## GIVEN DATA
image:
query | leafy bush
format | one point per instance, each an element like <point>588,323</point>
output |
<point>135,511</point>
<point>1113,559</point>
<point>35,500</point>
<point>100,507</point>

--

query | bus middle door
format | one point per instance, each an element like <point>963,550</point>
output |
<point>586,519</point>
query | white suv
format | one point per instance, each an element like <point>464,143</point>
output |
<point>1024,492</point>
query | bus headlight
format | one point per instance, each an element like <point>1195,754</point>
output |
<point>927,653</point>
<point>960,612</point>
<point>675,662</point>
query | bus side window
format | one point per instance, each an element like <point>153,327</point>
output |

## EXERCISE
Each line with "element" in it must be identified and copied from the material.

## ANSWER TO THIS EXERCISE
format | one point per instance, each an element like <point>588,323</point>
format | one point per instance, each an element like <point>963,550</point>
format | one point per instance, each an element like <point>464,143</point>
format | one point per instance, each an element like <point>1195,754</point>
format | one point per instance, each an element like <point>153,327</point>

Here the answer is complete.